▶ **DATA TO USE**
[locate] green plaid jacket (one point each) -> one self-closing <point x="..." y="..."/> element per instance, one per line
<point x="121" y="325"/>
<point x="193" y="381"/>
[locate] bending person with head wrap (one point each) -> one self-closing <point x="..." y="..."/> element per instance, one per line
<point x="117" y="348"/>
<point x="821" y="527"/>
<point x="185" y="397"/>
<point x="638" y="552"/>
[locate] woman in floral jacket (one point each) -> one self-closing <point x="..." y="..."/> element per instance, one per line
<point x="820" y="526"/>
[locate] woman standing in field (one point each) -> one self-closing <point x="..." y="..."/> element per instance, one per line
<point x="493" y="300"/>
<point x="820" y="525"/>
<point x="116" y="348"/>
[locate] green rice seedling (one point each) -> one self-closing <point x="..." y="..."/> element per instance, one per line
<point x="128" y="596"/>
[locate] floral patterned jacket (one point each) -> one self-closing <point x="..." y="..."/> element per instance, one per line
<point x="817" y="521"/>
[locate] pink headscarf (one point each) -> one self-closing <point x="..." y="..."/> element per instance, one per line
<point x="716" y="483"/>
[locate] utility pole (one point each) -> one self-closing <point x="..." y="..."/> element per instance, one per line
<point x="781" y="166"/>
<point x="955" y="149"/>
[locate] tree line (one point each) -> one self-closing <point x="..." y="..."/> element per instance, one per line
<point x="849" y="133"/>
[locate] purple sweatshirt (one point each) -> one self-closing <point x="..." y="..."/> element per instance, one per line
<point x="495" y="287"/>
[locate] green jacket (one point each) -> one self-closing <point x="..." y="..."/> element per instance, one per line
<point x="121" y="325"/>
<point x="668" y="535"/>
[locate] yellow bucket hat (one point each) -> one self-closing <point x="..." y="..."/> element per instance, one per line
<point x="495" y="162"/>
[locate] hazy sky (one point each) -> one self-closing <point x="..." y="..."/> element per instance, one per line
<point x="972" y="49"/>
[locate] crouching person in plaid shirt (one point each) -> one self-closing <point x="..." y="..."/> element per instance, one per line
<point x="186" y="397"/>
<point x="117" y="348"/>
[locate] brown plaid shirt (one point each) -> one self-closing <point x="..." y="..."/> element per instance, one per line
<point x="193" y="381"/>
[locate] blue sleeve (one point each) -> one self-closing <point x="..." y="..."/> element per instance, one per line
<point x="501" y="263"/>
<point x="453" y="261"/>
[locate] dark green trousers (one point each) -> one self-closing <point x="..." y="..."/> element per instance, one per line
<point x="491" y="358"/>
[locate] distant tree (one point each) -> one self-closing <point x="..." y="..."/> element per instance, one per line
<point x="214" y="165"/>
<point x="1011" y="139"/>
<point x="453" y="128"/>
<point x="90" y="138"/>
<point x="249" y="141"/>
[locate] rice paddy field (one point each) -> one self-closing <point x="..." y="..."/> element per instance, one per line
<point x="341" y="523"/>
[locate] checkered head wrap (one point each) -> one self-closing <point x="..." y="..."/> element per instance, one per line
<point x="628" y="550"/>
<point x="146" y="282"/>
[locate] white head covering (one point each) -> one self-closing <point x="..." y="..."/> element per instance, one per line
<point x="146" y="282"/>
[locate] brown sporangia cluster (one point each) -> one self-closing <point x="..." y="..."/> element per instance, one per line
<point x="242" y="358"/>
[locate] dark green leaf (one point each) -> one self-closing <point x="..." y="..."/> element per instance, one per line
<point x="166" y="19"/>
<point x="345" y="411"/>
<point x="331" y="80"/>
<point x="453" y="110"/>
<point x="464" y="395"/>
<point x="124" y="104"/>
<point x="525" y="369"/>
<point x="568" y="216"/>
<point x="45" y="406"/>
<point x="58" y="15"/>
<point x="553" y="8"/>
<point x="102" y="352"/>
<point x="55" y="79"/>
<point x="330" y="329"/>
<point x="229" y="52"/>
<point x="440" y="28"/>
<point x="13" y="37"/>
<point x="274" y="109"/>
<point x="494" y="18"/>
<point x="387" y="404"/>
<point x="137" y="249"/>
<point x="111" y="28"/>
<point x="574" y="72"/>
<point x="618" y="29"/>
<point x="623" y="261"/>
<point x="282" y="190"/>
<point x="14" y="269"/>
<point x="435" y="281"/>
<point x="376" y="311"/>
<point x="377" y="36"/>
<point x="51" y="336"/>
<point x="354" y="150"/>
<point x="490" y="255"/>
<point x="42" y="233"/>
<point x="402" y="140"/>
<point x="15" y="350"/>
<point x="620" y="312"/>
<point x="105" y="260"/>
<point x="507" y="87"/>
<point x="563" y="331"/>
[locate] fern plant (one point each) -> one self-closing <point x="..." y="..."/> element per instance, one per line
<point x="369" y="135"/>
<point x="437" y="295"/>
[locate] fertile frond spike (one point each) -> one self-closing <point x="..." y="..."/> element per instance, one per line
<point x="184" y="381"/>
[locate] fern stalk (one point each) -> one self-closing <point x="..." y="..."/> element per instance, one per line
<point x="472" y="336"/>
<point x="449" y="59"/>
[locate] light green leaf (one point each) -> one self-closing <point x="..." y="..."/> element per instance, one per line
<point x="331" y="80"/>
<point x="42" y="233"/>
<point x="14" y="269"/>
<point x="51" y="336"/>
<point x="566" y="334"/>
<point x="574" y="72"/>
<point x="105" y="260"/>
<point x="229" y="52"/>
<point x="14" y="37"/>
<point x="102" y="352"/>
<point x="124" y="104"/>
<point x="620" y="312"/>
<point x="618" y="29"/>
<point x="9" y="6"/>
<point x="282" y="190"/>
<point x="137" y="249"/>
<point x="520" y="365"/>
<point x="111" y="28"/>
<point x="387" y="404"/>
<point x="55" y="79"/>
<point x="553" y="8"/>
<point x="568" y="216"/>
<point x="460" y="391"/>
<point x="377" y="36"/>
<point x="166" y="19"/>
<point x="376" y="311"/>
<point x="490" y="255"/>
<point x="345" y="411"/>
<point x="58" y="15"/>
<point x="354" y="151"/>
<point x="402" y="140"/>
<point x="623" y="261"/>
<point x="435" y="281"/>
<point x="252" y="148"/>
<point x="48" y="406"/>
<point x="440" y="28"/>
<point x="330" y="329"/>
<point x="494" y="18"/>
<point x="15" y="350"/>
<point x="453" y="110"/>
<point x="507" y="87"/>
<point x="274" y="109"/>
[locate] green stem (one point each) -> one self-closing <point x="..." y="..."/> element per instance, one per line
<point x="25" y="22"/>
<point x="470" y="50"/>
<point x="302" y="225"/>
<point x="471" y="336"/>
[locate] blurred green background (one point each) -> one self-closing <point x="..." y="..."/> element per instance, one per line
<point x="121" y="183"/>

▶ **EXERCISE INSTRUCTIONS**
Transcribe every line of the data, exactly as it stands.

▶ **THE COMPLETED TASK**
[locate] green plaid jacket (one point each) -> one self-closing <point x="..." y="..."/> element per instance, one per line
<point x="121" y="325"/>
<point x="193" y="381"/>
[locate] bending person with head wrap (one point each) -> one self-closing <point x="..." y="..."/> element per instance, one per line
<point x="117" y="348"/>
<point x="821" y="527"/>
<point x="185" y="397"/>
<point x="638" y="552"/>
[locate] woman in floral jacket (one point each) -> one self-closing <point x="..." y="..."/> element per instance, one per line
<point x="820" y="526"/>
[locate] woman standing in field (one point each) -> one self-closing <point x="..." y="..."/> element per instance, one per line
<point x="493" y="300"/>
<point x="820" y="525"/>
<point x="116" y="348"/>
[locate] green rice seedling (one point each) -> one self-closing <point x="..." y="..."/> element per instance, one per line
<point x="128" y="596"/>
[locate] floral patterned jacket (one point each) -> one self-closing <point x="..." y="..."/> element per instance, one per line
<point x="817" y="521"/>
[locate] pink headscarf (one point each) -> one self-closing <point x="..." y="..."/> element per instance, one per line
<point x="716" y="483"/>
[locate] utility pole (one point each) -> one self-closing <point x="..." y="..."/> element per instance, one per line
<point x="781" y="166"/>
<point x="955" y="149"/>
[locate] tree line (one point each) -> one self-closing <point x="..." y="..."/> element per instance, one per line
<point x="849" y="133"/>
[locate] purple sweatshirt (one point each) -> one self-closing <point x="..." y="..."/> element per instance, one per line
<point x="495" y="287"/>
[locate] green jacket (one point each) -> one self-closing <point x="..." y="..."/> element per instance, one per line
<point x="121" y="325"/>
<point x="668" y="535"/>
[locate] yellow bucket hat (one point each) -> one self-closing <point x="..." y="..."/> element per instance, one per line
<point x="495" y="162"/>
[locate] hazy sky (one point each) -> one self-closing <point x="..." y="..."/> element per instance, one per line
<point x="972" y="49"/>
[locate] crouching person in plaid shirt (one point each) -> one self-closing <point x="..." y="..."/> element per instance, one per line
<point x="186" y="397"/>
<point x="117" y="348"/>
[locate] brown plaid shirt (one point each) -> one self-closing <point x="..." y="..."/> element per instance, one per line
<point x="193" y="381"/>
[locate] blue sleeve (one point each) -> one self-closing <point x="..." y="..."/> element per instance, one per line
<point x="501" y="263"/>
<point x="453" y="261"/>
[locate] dark green trousers (one point each) -> one self-closing <point x="..." y="..."/> element per instance, one per line
<point x="491" y="358"/>
[locate] distant tree (one point each) -> one self-closing <point x="..." y="..."/> element per instance, one per line
<point x="214" y="165"/>
<point x="1011" y="139"/>
<point x="453" y="128"/>
<point x="90" y="138"/>
<point x="249" y="141"/>
[locate] rice paddy field (one point each) -> one self-closing <point x="..." y="..."/> element per instance, one per line
<point x="341" y="523"/>
[locate] checkered head wrap (one point each) -> one self-closing <point x="..." y="..."/> element per instance, one per line
<point x="628" y="550"/>
<point x="146" y="282"/>
[locate] white head covering (one point each) -> one self-closing <point x="..." y="..."/> element per instance, one per line
<point x="146" y="282"/>
[locate] brown sporangia cluster (one point each) -> one self-closing <point x="..." y="..."/> element per instance, one per line
<point x="242" y="358"/>
[locate] dark green leaf (one point each) -> one self-closing <point x="..." y="..."/> element per instance, one per line
<point x="166" y="19"/>
<point x="345" y="411"/>
<point x="331" y="80"/>
<point x="453" y="110"/>
<point x="464" y="395"/>
<point x="124" y="104"/>
<point x="525" y="369"/>
<point x="568" y="216"/>
<point x="45" y="406"/>
<point x="58" y="15"/>
<point x="553" y="8"/>
<point x="102" y="352"/>
<point x="55" y="79"/>
<point x="330" y="329"/>
<point x="229" y="52"/>
<point x="440" y="28"/>
<point x="13" y="37"/>
<point x="274" y="109"/>
<point x="494" y="18"/>
<point x="387" y="404"/>
<point x="137" y="249"/>
<point x="111" y="28"/>
<point x="574" y="72"/>
<point x="618" y="29"/>
<point x="623" y="261"/>
<point x="282" y="190"/>
<point x="14" y="269"/>
<point x="435" y="281"/>
<point x="376" y="311"/>
<point x="377" y="36"/>
<point x="51" y="336"/>
<point x="354" y="150"/>
<point x="490" y="255"/>
<point x="42" y="233"/>
<point x="402" y="140"/>
<point x="15" y="350"/>
<point x="620" y="312"/>
<point x="105" y="260"/>
<point x="507" y="87"/>
<point x="563" y="331"/>
[locate] fern plant (one point each) -> one self-closing <point x="..." y="..."/> element per instance, one per line
<point x="369" y="135"/>
<point x="437" y="295"/>
[locate] fertile frond spike (one point each) -> one self-closing <point x="..." y="..."/> element per instance, one per line
<point x="184" y="381"/>
[locate] fern stalk (one point each) -> one self-closing <point x="..." y="..."/> element per instance, one per line
<point x="472" y="336"/>
<point x="449" y="59"/>
[locate] light green leaf (one point each) -> one self-closing <point x="..." y="..."/> element per instance, one per line
<point x="331" y="80"/>
<point x="42" y="233"/>
<point x="14" y="269"/>
<point x="51" y="336"/>
<point x="566" y="334"/>
<point x="574" y="72"/>
<point x="105" y="260"/>
<point x="229" y="52"/>
<point x="14" y="37"/>
<point x="102" y="352"/>
<point x="124" y="104"/>
<point x="620" y="312"/>
<point x="618" y="29"/>
<point x="9" y="6"/>
<point x="282" y="190"/>
<point x="137" y="249"/>
<point x="520" y="365"/>
<point x="111" y="28"/>
<point x="387" y="404"/>
<point x="55" y="79"/>
<point x="553" y="8"/>
<point x="568" y="216"/>
<point x="460" y="391"/>
<point x="377" y="36"/>
<point x="166" y="19"/>
<point x="376" y="311"/>
<point x="490" y="255"/>
<point x="345" y="411"/>
<point x="58" y="15"/>
<point x="354" y="151"/>
<point x="402" y="140"/>
<point x="623" y="261"/>
<point x="435" y="281"/>
<point x="252" y="148"/>
<point x="48" y="406"/>
<point x="440" y="28"/>
<point x="330" y="329"/>
<point x="494" y="18"/>
<point x="15" y="350"/>
<point x="453" y="110"/>
<point x="507" y="87"/>
<point x="274" y="109"/>
[locate] green stem (one point each) -> one self-closing <point x="..." y="..."/> element per instance, one per line
<point x="25" y="22"/>
<point x="470" y="50"/>
<point x="302" y="225"/>
<point x="471" y="336"/>
[locate] blurred green background (one point each) -> one self-closing <point x="..." y="..."/> element per instance, one per line
<point x="121" y="183"/>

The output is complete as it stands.